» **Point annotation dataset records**

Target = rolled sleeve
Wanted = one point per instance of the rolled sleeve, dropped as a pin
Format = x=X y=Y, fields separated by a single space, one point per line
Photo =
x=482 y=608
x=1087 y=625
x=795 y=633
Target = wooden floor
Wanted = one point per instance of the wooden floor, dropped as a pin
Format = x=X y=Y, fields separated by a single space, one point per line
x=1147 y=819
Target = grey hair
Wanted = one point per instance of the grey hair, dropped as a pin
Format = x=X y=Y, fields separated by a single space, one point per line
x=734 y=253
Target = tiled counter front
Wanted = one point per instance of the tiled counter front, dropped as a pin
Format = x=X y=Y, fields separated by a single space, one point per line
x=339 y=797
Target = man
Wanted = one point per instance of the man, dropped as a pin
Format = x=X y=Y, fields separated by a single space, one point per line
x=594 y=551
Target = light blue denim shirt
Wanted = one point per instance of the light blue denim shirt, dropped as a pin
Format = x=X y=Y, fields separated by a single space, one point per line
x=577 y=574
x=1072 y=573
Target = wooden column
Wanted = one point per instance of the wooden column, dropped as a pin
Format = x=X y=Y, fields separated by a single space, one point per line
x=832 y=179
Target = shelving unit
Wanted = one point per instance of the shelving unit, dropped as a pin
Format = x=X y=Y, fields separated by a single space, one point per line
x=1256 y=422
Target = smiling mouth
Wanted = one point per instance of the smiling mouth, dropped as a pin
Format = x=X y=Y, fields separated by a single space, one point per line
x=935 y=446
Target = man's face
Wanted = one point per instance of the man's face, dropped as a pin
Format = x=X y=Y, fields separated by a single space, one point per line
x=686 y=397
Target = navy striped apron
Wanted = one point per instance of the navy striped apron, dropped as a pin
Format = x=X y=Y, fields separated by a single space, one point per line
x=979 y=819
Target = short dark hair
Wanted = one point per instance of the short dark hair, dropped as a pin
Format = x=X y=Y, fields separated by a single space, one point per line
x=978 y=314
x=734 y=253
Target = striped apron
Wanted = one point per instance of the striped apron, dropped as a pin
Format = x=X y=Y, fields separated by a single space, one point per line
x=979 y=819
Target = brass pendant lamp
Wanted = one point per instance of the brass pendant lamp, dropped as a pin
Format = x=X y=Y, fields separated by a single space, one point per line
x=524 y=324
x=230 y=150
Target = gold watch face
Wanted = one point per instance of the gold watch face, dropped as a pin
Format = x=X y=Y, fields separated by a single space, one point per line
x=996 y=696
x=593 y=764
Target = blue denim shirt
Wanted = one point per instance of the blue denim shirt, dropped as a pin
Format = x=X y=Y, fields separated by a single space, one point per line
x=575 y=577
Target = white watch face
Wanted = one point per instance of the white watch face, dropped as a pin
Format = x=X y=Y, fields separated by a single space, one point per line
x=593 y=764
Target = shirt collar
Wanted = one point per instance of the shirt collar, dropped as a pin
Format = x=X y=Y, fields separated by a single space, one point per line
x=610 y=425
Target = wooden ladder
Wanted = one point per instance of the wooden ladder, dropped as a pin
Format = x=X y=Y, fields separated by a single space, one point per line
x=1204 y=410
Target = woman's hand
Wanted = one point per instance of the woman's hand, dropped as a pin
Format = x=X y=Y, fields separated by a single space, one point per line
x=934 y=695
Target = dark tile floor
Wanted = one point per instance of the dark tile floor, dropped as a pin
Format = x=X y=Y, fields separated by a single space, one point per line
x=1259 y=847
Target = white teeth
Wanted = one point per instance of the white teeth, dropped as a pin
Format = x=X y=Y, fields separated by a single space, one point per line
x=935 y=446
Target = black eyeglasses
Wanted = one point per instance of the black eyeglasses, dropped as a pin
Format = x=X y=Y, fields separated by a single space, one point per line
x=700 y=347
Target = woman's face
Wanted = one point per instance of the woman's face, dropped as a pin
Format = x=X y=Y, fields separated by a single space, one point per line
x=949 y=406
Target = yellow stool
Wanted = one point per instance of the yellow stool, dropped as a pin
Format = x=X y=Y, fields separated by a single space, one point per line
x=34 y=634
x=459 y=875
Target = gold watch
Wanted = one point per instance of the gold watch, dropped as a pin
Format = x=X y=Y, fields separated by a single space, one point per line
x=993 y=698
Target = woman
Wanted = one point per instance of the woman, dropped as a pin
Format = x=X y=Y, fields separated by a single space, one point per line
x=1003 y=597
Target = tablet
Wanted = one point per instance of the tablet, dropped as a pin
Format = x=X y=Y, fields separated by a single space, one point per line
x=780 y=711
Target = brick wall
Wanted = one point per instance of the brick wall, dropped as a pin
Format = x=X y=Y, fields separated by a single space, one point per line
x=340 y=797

» **DIRECTIVE**
Write out the material again, starting with the line containing "Target = yellow stool" and going on through the end of the material, requests included. Move every coordinate in the answers by adding -30 to it.

» **PROBLEM SOLUTION**
Target = yellow stool
Wanted = one point per instance of the yellow stool, dropped as a pin
Format = x=X y=Y, fields separated by a single space, one point per line
x=4 y=604
x=429 y=845
Target = gold watch
Wanted = one point per instance of the gold watch, dropped as a pin
Format = x=X y=Y, fields separated by a single space, one point per line
x=963 y=668
Target = woman
Wanted = one point per instance of the woman, dropped as a pin
Format = x=X y=Y, fields separated by a single space, one point per line
x=973 y=567
Target = tablet
Wanted = one point per instance of the tablet, dropped as a pin
Format = x=X y=Y, fields separated by a single space, one point per line
x=750 y=681
Target = brick wall
Wanted = one point per instance of the brick wall, dropped as a pin
Format = x=X y=Y, fields separated by a single space, one point per line
x=310 y=767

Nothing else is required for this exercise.